**Text segment:**
....

2. CSS API Parity Tests

Files: elements/pfv6-{component}/test/pfv6-{component}.css-api.ts
Example: elements/pfv6-avatar/test/pfv6-avatar.css-api.ts
Purpose: Validate CSS custom property API works identically in React and Lit
Command: npm run e2e (runs all tests)

What It Tests

  1. CSS variable overrides: Setting --pf-v6-c-card--BackgroundColor changes background in both React and Lit
  2. Computed style parity: Same CSS variable values produce identical computed styles
  3. Interactive states: Hover, focus, active states produce identical styles

Success Criteria

  • All computed styles must match between React and Lit
  • CSS variable mutations must produce identical visual results

When to Run

  • After changing CSS architecture or variable implementation
  • After adding new public CSS variables
  • Before marking component as "complete"

3. React Consistency Test (Deprecated - Not Needed)

Status: ⚠️ No longer necessary with direct comparison approach

With the standardized visual testing pattern, we compare live React vs live Lit in every test run. React baseline tests are no longer needed because:

  • ✅ Both frameworks render fresh on every test
  • ✅ Any React demo changes are immediately detected
  • ✅ No stale baseline files to maintain
  • ✅ Simpler, more reliable testing workflow

Note: If you see *-visual-react-baseline.spec.ts files in the codebase, they can be deleted. All components should use only the parity test pattern.

....

**Information given:**
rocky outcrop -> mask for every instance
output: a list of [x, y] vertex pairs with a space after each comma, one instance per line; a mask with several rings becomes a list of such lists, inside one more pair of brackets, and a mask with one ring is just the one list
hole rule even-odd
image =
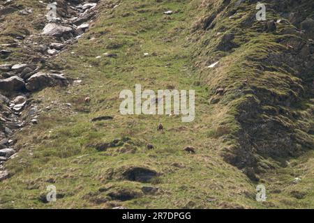
[[0, 91], [4, 93], [22, 91], [24, 88], [25, 82], [17, 76], [0, 79]]
[[64, 26], [56, 23], [48, 23], [43, 30], [42, 35], [47, 35], [55, 37], [63, 37], [65, 35], [73, 33], [72, 28]]
[[39, 72], [27, 79], [26, 89], [36, 91], [46, 87], [66, 86], [69, 81], [61, 75]]

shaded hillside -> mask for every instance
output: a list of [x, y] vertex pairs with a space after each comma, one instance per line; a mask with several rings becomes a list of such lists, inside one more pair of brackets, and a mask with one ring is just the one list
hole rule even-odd
[[[311, 1], [43, 1], [0, 3], [0, 208], [313, 207]], [[121, 114], [140, 84], [195, 121]]]

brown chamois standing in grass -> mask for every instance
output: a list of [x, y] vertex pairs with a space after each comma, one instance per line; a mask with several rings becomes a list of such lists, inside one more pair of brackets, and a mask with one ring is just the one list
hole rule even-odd
[[146, 147], [147, 147], [148, 149], [153, 149], [154, 148], [154, 145], [151, 144], [148, 144]]
[[184, 151], [188, 152], [188, 153], [195, 154], [196, 153], [196, 148], [195, 148], [193, 146], [186, 146], [184, 149]]
[[89, 97], [86, 97], [85, 99], [84, 100], [84, 101], [85, 102], [85, 105], [89, 105], [91, 104], [91, 98]]
[[160, 132], [163, 132], [163, 124], [161, 123], [159, 123], [158, 128], [157, 128], [157, 130], [160, 131]]

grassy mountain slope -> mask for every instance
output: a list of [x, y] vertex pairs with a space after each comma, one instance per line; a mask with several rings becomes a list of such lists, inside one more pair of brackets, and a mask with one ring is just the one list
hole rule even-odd
[[[105, 1], [89, 31], [50, 61], [82, 84], [32, 95], [42, 110], [39, 124], [15, 134], [20, 151], [6, 164], [10, 178], [0, 182], [0, 208], [314, 207], [313, 74], [280, 63], [276, 55], [291, 54], [283, 41], [296, 38], [281, 31], [285, 26], [274, 33], [251, 24], [253, 1], [238, 9], [234, 1], [127, 0], [113, 2], [116, 8]], [[174, 13], [164, 15], [168, 10]], [[236, 12], [240, 18], [230, 19]], [[119, 93], [135, 84], [195, 89], [195, 120], [121, 115]], [[216, 95], [218, 88], [223, 95]], [[100, 116], [114, 118], [91, 121]], [[159, 122], [164, 133], [156, 131]], [[148, 151], [147, 143], [155, 148]], [[196, 155], [182, 151], [188, 145]], [[135, 168], [157, 176], [139, 182], [128, 174]], [[255, 199], [257, 176], [267, 202]], [[51, 184], [58, 199], [45, 203], [41, 198]], [[158, 190], [147, 193], [143, 186]]]

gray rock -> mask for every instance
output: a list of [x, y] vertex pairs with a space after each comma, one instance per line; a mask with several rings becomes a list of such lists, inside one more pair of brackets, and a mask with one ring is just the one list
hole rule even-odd
[[61, 75], [39, 72], [27, 79], [26, 88], [29, 91], [35, 91], [46, 87], [67, 84], [68, 84], [68, 80]]
[[11, 50], [8, 49], [0, 49], [0, 54], [3, 56], [8, 56], [12, 53]]
[[26, 104], [26, 102], [24, 102], [21, 103], [21, 104], [17, 104], [17, 105], [14, 105], [13, 111], [16, 112], [21, 112], [23, 109], [24, 106], [25, 105], [25, 104]]
[[38, 121], [37, 121], [37, 119], [31, 119], [31, 123], [33, 125], [37, 125], [38, 123]]
[[276, 29], [277, 26], [276, 25], [276, 22], [274, 20], [265, 22], [264, 31], [267, 31], [267, 33], [271, 33], [275, 31]]
[[11, 69], [16, 72], [21, 72], [27, 67], [27, 64], [26, 64], [26, 63], [19, 63], [19, 64], [13, 65], [13, 66], [12, 66]]
[[12, 6], [7, 6], [7, 7], [1, 8], [0, 9], [0, 16], [7, 15], [7, 14], [10, 14], [17, 10], [17, 9], [16, 8], [14, 8]]
[[61, 50], [64, 47], [64, 44], [60, 43], [52, 43], [50, 44], [50, 48], [55, 49], [57, 50]]
[[5, 92], [12, 92], [22, 90], [25, 88], [24, 80], [17, 77], [13, 76], [6, 79], [0, 79], [0, 90]]
[[76, 31], [79, 34], [84, 33], [89, 27], [89, 24], [82, 24], [76, 28]]
[[8, 135], [11, 135], [13, 133], [13, 132], [8, 127], [4, 128], [4, 132], [6, 132], [6, 134]]
[[0, 71], [10, 71], [11, 70], [11, 68], [12, 64], [0, 64]]
[[26, 102], [27, 98], [24, 95], [19, 95], [14, 98], [14, 100], [12, 101], [15, 104], [22, 104]]
[[97, 6], [96, 3], [87, 3], [83, 5], [83, 6], [82, 7], [82, 8], [85, 10], [88, 8], [92, 8], [94, 7], [95, 7], [96, 6]]
[[27, 67], [23, 70], [23, 71], [22, 71], [21, 74], [20, 75], [20, 77], [25, 79], [25, 77], [27, 77], [28, 74], [32, 72], [33, 71], [33, 69]]
[[48, 23], [43, 30], [42, 35], [61, 37], [73, 31], [72, 28], [55, 23]]
[[301, 23], [301, 29], [305, 30], [308, 37], [314, 36], [314, 20], [307, 19]]
[[15, 153], [15, 151], [11, 148], [0, 149], [0, 156], [4, 156], [6, 157], [9, 157], [14, 153]]
[[144, 186], [142, 187], [142, 191], [144, 194], [154, 194], [158, 190], [158, 187], [151, 186]]
[[6, 96], [0, 94], [0, 104], [8, 104], [10, 100]]

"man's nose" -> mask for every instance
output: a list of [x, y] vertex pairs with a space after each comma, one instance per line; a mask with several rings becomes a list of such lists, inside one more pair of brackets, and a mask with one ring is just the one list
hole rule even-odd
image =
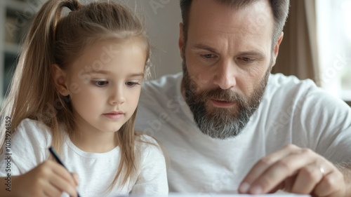
[[230, 60], [220, 61], [217, 64], [213, 83], [223, 90], [227, 90], [237, 85], [237, 65]]

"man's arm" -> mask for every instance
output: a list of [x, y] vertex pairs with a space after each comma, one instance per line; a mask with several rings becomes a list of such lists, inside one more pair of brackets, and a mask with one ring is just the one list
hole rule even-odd
[[318, 197], [351, 196], [350, 165], [338, 166], [310, 149], [291, 144], [258, 161], [238, 190], [251, 194], [282, 189]]
[[351, 163], [343, 162], [336, 164], [336, 166], [344, 176], [347, 186], [345, 196], [351, 196]]

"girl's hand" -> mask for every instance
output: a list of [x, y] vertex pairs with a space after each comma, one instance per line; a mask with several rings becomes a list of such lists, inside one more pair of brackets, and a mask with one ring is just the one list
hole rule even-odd
[[23, 197], [60, 197], [63, 192], [75, 197], [77, 195], [77, 174], [72, 176], [60, 164], [47, 161], [28, 172], [16, 177], [13, 179], [13, 190], [18, 196]]

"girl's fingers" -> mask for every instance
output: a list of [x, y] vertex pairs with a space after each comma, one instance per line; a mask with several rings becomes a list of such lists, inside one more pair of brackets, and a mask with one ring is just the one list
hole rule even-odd
[[77, 190], [72, 184], [68, 183], [66, 179], [61, 176], [52, 176], [48, 182], [50, 184], [56, 188], [62, 193], [62, 191], [67, 192], [70, 196], [77, 196]]

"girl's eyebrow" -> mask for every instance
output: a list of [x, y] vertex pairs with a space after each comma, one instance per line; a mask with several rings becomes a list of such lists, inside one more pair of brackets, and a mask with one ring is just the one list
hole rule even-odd
[[86, 74], [109, 74], [109, 72], [105, 71], [105, 70], [88, 70], [85, 72]]
[[129, 76], [133, 77], [133, 76], [144, 76], [144, 73], [143, 72], [139, 72], [139, 73], [133, 73], [129, 75]]

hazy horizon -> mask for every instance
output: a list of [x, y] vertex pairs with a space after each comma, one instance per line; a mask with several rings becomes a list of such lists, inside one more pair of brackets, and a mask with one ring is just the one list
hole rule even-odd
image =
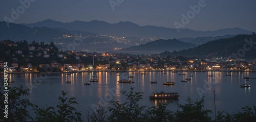
[[[2, 2], [0, 10], [3, 12], [0, 13], [0, 21], [5, 20], [5, 17], [12, 19], [15, 23], [35, 23], [48, 19], [62, 22], [97, 20], [114, 23], [128, 21], [141, 26], [168, 28], [176, 28], [174, 23], [177, 22], [183, 25], [181, 28], [196, 31], [237, 27], [256, 31], [256, 16], [252, 15], [256, 10], [256, 1], [252, 0], [21, 2], [25, 2], [25, 5], [14, 0]], [[18, 13], [18, 17], [12, 18], [13, 11]], [[187, 17], [187, 13], [190, 16], [188, 17], [189, 21], [182, 23], [182, 14]]]

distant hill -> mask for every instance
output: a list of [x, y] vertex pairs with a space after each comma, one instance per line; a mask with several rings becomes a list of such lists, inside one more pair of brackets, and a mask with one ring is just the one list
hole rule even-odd
[[153, 38], [178, 38], [185, 37], [216, 37], [227, 34], [250, 34], [251, 32], [242, 29], [221, 29], [213, 31], [199, 31], [188, 29], [180, 29], [179, 32], [176, 29], [156, 26], [140, 26], [129, 21], [111, 24], [103, 21], [93, 20], [86, 22], [75, 21], [71, 22], [61, 22], [47, 19], [35, 23], [23, 23], [28, 27], [48, 27], [51, 28], [60, 28], [71, 31], [90, 32], [105, 35], [117, 37], [133, 37]]
[[145, 44], [123, 48], [120, 51], [123, 52], [161, 52], [165, 51], [174, 51], [187, 49], [197, 46], [196, 44], [185, 43], [176, 39], [159, 39]]
[[237, 35], [226, 35], [223, 36], [216, 36], [215, 37], [212, 37], [211, 36], [209, 37], [197, 37], [195, 38], [178, 38], [179, 40], [181, 40], [182, 41], [184, 41], [185, 42], [188, 42], [190, 43], [193, 43], [197, 44], [198, 45], [202, 44], [204, 43], [206, 43], [210, 41], [216, 40], [222, 38], [228, 38], [230, 37], [232, 37]]
[[[252, 41], [254, 42], [251, 45], [252, 47], [251, 47], [245, 41], [245, 39], [250, 40], [251, 38]], [[160, 55], [172, 56], [181, 55], [187, 57], [196, 57], [202, 58], [231, 57], [234, 57], [232, 54], [237, 54], [240, 52], [238, 53], [239, 51], [244, 51], [245, 54], [244, 56], [239, 57], [238, 55], [237, 56], [241, 58], [253, 59], [256, 58], [256, 55], [255, 55], [256, 54], [256, 44], [254, 44], [255, 43], [255, 42], [256, 42], [256, 35], [239, 35], [231, 38], [211, 41], [197, 47], [179, 52], [165, 52]], [[244, 50], [245, 44], [246, 48], [250, 48], [250, 50], [245, 51]]]
[[[8, 27], [4, 21], [0, 21], [0, 39], [10, 39], [14, 41], [26, 40], [29, 42], [33, 40], [36, 42], [48, 43], [51, 41], [56, 42], [58, 40], [61, 41], [68, 42], [73, 41], [74, 36], [77, 33], [79, 35], [82, 33], [84, 36], [88, 35], [96, 35], [97, 34], [89, 32], [81, 31], [70, 31], [64, 29], [54, 29], [46, 27], [28, 27], [23, 25], [10, 23]], [[67, 38], [65, 35], [70, 35], [70, 38]]]

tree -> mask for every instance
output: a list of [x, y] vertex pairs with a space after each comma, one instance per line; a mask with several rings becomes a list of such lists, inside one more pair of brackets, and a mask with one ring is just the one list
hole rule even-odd
[[143, 92], [134, 92], [134, 88], [131, 87], [129, 92], [122, 91], [128, 102], [120, 104], [119, 101], [111, 101], [114, 106], [109, 108], [110, 112], [108, 119], [110, 121], [139, 121], [142, 119], [142, 111], [145, 106], [139, 106], [139, 101], [142, 99]]

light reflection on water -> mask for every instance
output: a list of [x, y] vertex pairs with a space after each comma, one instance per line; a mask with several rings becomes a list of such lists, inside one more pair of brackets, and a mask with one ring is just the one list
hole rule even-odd
[[[142, 75], [141, 73], [146, 73]], [[81, 74], [54, 74], [48, 75], [46, 79], [42, 79], [42, 82], [38, 84], [35, 82], [35, 78], [39, 79], [38, 74], [15, 74], [10, 75], [9, 79], [15, 83], [13, 86], [23, 85], [28, 88], [27, 84], [30, 86], [36, 85], [36, 87], [32, 89], [29, 96], [30, 100], [41, 107], [56, 106], [58, 104], [58, 97], [60, 95], [60, 90], [69, 92], [67, 96], [75, 97], [79, 104], [76, 106], [77, 110], [83, 111], [91, 108], [93, 104], [102, 103], [99, 96], [104, 98], [106, 94], [110, 94], [113, 101], [120, 101], [123, 102], [126, 101], [124, 96], [122, 95], [121, 91], [130, 90], [130, 88], [135, 88], [136, 92], [144, 92], [143, 100], [140, 103], [141, 105], [148, 107], [156, 106], [158, 103], [165, 103], [172, 101], [169, 108], [172, 111], [177, 110], [176, 103], [186, 103], [185, 100], [187, 96], [195, 101], [200, 99], [198, 92], [198, 88], [200, 88], [206, 90], [203, 95], [205, 97], [205, 108], [214, 110], [213, 97], [215, 90], [216, 96], [216, 107], [217, 110], [229, 112], [230, 113], [241, 110], [242, 107], [245, 106], [252, 106], [256, 104], [256, 79], [250, 79], [246, 83], [251, 85], [251, 88], [241, 88], [240, 84], [244, 84], [244, 77], [256, 78], [256, 72], [226, 72], [220, 71], [208, 72], [188, 72], [178, 71], [174, 73], [166, 71], [163, 74], [158, 72], [81, 72]], [[120, 76], [116, 76], [119, 73]], [[179, 74], [185, 74], [185, 76], [178, 75]], [[227, 74], [231, 76], [226, 76]], [[193, 76], [190, 77], [190, 75]], [[213, 77], [207, 77], [212, 75]], [[97, 76], [97, 78], [92, 76]], [[133, 76], [133, 78], [128, 78], [127, 76]], [[3, 79], [3, 75], [1, 76]], [[180, 82], [181, 80], [189, 78], [191, 81], [186, 83]], [[89, 83], [90, 79], [98, 79], [98, 82], [92, 82], [89, 86], [84, 85], [84, 83]], [[121, 79], [130, 79], [134, 81], [134, 83], [120, 84], [118, 81]], [[157, 84], [151, 84], [151, 81], [157, 80]], [[67, 81], [71, 81], [71, 84], [66, 84]], [[163, 82], [175, 82], [174, 85], [163, 85]], [[28, 83], [28, 84], [27, 84]], [[205, 84], [210, 83], [212, 85], [209, 89], [205, 89], [204, 87]], [[208, 87], [207, 87], [208, 88]], [[115, 91], [116, 94], [112, 94], [109, 89]], [[150, 100], [148, 98], [152, 92], [177, 92], [180, 93], [180, 97], [177, 100]], [[107, 106], [108, 107], [108, 106]], [[86, 111], [84, 111], [86, 112]]]

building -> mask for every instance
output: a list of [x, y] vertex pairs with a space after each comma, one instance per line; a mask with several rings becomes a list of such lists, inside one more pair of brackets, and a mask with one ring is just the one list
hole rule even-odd
[[3, 68], [4, 68], [4, 61], [0, 61], [0, 67]]
[[18, 50], [15, 51], [15, 53], [16, 54], [22, 54], [22, 50]]
[[18, 63], [15, 63], [15, 62], [12, 63], [12, 67], [13, 67], [14, 68], [18, 68]]
[[48, 58], [50, 57], [50, 55], [49, 54], [46, 54], [44, 55], [44, 58]]
[[35, 47], [34, 46], [31, 46], [29, 47], [29, 51], [34, 51], [35, 50]]

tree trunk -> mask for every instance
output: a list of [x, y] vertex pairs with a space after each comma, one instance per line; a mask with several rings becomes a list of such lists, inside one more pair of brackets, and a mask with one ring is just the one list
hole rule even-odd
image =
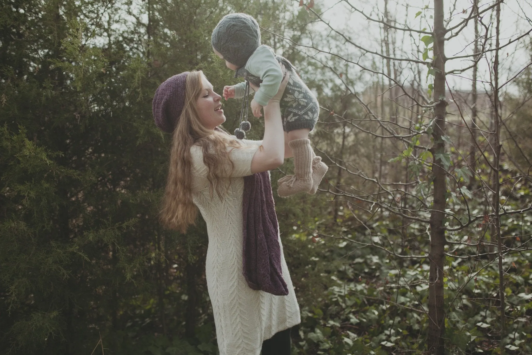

....

**Check your understanding:**
1. In the testing guide, rewrite the part that begins at "Status: ⚠️ No" and stops after "parity test pattern.", replacing "workflow" with "process".
2. Please translate this sentence from the testing guide into Spanish: "With the standardized visual testing pattern, we compare live React vs live Lit in every test run."
The items are separate material and are not part of the testing guide.

**Responses by item number:**
1.
Status: ⚠️ No longer necessary with direct comparison approach

With the standardized visual testing pattern, we compare live React vs live Lit in every test run. React baseline tests are no longer needed because:

  • ✅ Both frameworks render fresh on every test
  • ✅ Any React demo changes are immediately detected
  • ✅ No stale baseline files to maintain
  • ✅ Simpler, more reliable testing process

Note: If you see *-visual-react-baseline.spec.ts files in the codebase, they can be deleted. All components should use only the parity test pattern.

2. Con el patrón estandarizado de pruebas visuales, comparamos React en vivo con Lit en vivo en cada ejecución de pruebas.